◆ **GIVEN INSTRUCTION**
Render the lines below as a Markdown table with the columns "No." and "Line," starting with the line that contains "of the golden" and going on through the last line. Leave out blank lines.

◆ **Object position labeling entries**
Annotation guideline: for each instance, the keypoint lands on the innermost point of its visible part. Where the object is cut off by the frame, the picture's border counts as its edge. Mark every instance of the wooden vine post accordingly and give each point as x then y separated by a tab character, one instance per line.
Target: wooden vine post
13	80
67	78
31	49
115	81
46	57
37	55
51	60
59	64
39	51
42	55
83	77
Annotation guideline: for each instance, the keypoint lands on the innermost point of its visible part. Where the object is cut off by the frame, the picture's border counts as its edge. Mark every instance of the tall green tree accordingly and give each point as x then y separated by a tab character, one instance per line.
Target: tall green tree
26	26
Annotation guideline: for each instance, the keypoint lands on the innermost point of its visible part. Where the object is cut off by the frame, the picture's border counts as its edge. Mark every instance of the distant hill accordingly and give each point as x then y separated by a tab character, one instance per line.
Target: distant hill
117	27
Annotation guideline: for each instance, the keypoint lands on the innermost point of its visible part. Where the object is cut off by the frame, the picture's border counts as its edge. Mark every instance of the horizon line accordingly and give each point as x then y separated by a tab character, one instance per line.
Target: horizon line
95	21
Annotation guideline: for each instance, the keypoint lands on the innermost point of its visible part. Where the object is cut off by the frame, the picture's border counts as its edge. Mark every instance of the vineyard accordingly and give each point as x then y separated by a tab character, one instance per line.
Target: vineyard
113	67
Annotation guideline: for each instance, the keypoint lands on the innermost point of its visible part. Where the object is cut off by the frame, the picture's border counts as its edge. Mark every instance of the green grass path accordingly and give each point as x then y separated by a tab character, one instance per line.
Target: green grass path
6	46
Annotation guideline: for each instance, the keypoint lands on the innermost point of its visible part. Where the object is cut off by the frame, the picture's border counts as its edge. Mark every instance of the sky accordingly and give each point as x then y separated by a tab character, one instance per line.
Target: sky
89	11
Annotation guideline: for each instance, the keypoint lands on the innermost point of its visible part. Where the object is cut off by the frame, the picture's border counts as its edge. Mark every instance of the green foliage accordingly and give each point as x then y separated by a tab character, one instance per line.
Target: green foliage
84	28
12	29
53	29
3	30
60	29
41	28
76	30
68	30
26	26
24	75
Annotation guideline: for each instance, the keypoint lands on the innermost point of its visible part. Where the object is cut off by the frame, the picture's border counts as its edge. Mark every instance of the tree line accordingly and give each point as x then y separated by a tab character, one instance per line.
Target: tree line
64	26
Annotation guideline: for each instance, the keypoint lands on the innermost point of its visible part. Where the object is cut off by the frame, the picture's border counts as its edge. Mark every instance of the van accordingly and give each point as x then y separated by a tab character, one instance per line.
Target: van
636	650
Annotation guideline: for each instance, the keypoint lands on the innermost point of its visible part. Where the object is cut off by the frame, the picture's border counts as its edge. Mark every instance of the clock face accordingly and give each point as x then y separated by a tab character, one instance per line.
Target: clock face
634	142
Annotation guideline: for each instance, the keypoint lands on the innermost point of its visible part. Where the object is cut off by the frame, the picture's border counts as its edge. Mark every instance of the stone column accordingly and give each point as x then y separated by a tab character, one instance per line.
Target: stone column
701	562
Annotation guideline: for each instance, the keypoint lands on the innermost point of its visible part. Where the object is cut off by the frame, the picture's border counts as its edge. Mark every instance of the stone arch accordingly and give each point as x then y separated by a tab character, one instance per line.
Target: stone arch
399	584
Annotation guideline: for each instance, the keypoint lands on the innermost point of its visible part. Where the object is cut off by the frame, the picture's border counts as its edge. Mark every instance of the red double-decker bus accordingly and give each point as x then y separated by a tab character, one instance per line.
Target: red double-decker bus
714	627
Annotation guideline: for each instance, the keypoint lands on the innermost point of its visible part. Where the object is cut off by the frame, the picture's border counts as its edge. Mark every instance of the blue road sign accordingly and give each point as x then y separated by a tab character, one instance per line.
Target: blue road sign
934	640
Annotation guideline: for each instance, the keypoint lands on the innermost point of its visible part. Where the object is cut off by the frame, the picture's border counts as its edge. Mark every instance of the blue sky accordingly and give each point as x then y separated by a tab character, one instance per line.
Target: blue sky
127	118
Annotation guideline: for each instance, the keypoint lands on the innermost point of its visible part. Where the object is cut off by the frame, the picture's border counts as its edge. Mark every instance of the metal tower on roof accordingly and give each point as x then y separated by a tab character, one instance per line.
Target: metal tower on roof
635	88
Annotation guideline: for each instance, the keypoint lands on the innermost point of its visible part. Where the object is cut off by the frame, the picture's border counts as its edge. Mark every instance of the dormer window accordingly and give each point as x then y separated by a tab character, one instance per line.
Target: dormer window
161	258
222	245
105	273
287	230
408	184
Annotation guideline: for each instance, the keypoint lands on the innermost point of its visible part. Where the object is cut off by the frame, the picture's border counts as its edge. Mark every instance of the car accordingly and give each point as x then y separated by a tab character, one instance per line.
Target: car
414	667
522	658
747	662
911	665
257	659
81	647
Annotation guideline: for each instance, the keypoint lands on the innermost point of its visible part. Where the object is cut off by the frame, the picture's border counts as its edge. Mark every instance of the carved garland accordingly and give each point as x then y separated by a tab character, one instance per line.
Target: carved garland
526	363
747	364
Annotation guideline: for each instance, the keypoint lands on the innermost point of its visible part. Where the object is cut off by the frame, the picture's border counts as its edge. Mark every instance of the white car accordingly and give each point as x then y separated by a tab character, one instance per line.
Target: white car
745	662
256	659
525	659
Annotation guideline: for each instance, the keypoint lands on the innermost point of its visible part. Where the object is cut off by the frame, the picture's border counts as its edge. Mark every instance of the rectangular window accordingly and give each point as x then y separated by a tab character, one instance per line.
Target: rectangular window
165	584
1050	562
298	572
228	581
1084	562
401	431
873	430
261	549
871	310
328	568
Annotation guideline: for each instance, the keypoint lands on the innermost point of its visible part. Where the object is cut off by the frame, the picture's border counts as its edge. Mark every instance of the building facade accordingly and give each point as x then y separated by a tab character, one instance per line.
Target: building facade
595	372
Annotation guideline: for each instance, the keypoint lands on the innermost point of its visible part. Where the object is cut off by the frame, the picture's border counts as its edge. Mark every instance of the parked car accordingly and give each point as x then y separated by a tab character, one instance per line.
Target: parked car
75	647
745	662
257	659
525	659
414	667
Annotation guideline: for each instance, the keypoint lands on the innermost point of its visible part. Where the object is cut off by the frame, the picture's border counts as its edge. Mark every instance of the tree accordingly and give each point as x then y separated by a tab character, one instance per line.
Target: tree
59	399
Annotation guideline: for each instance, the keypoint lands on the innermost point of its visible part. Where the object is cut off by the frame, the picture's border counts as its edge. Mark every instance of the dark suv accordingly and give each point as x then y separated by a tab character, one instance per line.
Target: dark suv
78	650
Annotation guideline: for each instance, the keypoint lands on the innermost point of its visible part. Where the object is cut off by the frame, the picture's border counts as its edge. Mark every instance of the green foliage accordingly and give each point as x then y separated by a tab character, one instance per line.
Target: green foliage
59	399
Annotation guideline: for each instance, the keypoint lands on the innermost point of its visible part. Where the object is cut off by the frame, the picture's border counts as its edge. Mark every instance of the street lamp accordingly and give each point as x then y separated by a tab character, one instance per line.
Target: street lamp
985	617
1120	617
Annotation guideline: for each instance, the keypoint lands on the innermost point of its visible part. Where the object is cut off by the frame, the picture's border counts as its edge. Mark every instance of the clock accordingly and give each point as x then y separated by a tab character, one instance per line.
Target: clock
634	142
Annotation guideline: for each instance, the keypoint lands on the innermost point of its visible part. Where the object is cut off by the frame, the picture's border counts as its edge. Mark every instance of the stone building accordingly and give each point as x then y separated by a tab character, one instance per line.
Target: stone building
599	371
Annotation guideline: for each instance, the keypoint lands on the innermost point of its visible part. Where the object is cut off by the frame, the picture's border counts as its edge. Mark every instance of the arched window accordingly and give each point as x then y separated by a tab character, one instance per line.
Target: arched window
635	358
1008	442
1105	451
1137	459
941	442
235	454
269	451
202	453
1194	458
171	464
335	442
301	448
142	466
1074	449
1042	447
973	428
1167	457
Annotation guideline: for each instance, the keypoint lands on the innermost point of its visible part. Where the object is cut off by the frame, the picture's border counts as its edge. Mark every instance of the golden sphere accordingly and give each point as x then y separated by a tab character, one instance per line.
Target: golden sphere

◆ **CORRECT RESULT**
| No. | Line |
|---|---|
| 1 | Annotation guideline: for each instance, the keypoint lands on the innermost point of its visible part. Where the object is cut off by the frame, the picture's border counts as its edge. Mark every instance of the golden sphere accordingly and give each point as x then y separated by a tab character, one instance per line. |
| 2 | Target: golden sphere |